TO-DO ITEM
Copy the listing from its start up to and including the line with "negative clicks: (441, 111) (438, 87)", swapping "rough mask" for "coarse mask" and leaving everything else unchanged. Leave the pictures out of your answer.

─── TASK INPUTS

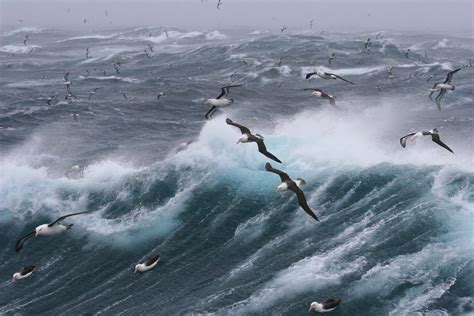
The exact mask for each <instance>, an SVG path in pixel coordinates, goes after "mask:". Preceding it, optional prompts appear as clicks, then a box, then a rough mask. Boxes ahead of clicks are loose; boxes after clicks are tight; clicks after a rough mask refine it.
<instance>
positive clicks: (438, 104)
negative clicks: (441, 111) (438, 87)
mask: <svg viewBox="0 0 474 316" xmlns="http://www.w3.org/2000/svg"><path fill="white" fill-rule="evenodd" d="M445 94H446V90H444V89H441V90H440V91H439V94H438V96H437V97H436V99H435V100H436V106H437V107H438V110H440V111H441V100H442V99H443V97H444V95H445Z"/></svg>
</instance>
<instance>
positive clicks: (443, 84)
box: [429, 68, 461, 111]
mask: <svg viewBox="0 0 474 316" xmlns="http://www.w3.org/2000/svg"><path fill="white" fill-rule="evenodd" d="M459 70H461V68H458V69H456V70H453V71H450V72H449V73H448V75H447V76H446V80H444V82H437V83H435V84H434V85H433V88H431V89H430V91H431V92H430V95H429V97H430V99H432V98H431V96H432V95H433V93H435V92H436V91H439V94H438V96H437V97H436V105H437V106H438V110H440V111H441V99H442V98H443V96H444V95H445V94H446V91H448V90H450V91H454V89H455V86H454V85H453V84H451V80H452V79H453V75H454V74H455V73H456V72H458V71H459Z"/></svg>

──────

RESULT BELOW
The exact mask for each <instance>, an SVG path in pixel coordinates, goes after "mask:". Preceding it, optional prompts appear as clicks, then a box, then a coarse mask. Boxes ahead of clicks are loose; boxes after clicks are tight; clicks after a coarse mask refine it.
<instance>
positive clicks: (438, 104)
negative clicks: (441, 111) (438, 87)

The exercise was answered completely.